WORK TO COMPLETE.
Please update the records below, replacing each "photograph" with "image" and leaving everything else unchanged.
[start DATA SHOWN]
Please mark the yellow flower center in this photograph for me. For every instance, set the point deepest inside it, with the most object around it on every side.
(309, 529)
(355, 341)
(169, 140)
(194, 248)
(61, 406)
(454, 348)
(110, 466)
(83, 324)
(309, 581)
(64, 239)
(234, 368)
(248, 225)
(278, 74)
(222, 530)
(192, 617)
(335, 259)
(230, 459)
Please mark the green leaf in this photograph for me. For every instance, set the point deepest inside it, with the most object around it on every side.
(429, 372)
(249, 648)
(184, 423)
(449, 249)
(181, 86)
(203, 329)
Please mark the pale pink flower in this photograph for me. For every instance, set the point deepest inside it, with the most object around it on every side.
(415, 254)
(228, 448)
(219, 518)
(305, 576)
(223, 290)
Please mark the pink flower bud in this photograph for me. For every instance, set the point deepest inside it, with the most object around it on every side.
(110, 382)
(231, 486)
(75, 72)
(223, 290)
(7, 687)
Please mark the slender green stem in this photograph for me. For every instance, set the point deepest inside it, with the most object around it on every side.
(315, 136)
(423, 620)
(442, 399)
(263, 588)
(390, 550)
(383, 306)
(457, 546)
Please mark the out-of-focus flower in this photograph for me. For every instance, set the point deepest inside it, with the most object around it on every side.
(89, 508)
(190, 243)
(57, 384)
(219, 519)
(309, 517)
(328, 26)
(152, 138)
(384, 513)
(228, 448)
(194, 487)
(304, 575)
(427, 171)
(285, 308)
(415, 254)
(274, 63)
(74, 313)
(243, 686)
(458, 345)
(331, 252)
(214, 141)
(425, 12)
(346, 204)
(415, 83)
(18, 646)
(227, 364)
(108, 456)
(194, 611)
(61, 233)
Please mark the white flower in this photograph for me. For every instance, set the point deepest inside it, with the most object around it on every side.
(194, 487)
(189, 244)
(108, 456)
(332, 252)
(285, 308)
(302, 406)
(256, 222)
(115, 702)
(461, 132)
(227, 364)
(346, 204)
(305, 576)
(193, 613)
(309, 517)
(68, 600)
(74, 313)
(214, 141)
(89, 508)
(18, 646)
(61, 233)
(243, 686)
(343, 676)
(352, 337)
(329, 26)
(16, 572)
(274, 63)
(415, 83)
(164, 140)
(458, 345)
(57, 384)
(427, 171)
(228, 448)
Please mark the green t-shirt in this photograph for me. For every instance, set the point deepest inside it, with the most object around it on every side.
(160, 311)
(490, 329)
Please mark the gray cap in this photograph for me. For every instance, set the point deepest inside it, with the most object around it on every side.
[end DATA SHOWN]
RESPONSE BELOW.
Please mark the yellow flower center in this image for me. For every instance, set the point deepest inside it, with the most object around it on every side.
(309, 529)
(355, 341)
(169, 140)
(194, 248)
(61, 406)
(454, 348)
(110, 466)
(83, 324)
(309, 581)
(64, 239)
(234, 368)
(248, 225)
(278, 74)
(222, 530)
(192, 617)
(335, 259)
(230, 459)
Please mark the green leaf in this image for me. For every instance, set the point deepest inside it, with the most object around it on every side.
(429, 372)
(249, 648)
(184, 423)
(449, 249)
(181, 86)
(203, 329)
Please mark the pale pink flower in this image for me. For every instance, set the point deepest inside it, with the most object around it on every side.
(415, 254)
(228, 448)
(219, 518)
(305, 576)
(223, 290)
Please mark the pink flower bud in this image for me. For every instance, set the point deepest inside it, with the most object around it on every side.
(110, 382)
(231, 486)
(75, 72)
(223, 290)
(7, 687)
Please mark the slender green stem in this image for me. For every instance, set the point deepest inside it, with the most object around it on every side.
(315, 136)
(423, 620)
(442, 399)
(263, 588)
(390, 550)
(383, 306)
(457, 546)
Please mark the out-of-focus flower in this image for me. For every instance, set the point deepest inside it, with the most object around it on every side.
(89, 508)
(190, 243)
(57, 384)
(219, 519)
(309, 517)
(328, 26)
(152, 138)
(384, 513)
(228, 448)
(194, 487)
(304, 575)
(427, 171)
(285, 308)
(415, 254)
(274, 63)
(74, 313)
(243, 686)
(458, 345)
(331, 252)
(214, 141)
(425, 12)
(346, 204)
(415, 83)
(18, 646)
(227, 364)
(108, 456)
(194, 611)
(61, 233)
Please mark the white flower in this image for me. For every instance, set the point deepest inside it, with the most object around it on every side.
(194, 487)
(189, 244)
(108, 456)
(332, 252)
(285, 308)
(302, 406)
(256, 222)
(115, 702)
(461, 132)
(227, 364)
(346, 204)
(305, 576)
(193, 613)
(309, 517)
(68, 600)
(74, 313)
(214, 141)
(89, 508)
(18, 646)
(61, 233)
(243, 686)
(343, 676)
(352, 337)
(329, 26)
(16, 572)
(274, 63)
(415, 83)
(164, 140)
(458, 345)
(57, 384)
(427, 171)
(228, 448)
Please mark the green t-shirt in this image for me. For every instance, set the point deepest inside it, with the most object around it on every side.
(160, 311)
(490, 329)
Please mark the gray cap in this image for me. For every instance, set the point deepest inside it, with the most object around it on every side.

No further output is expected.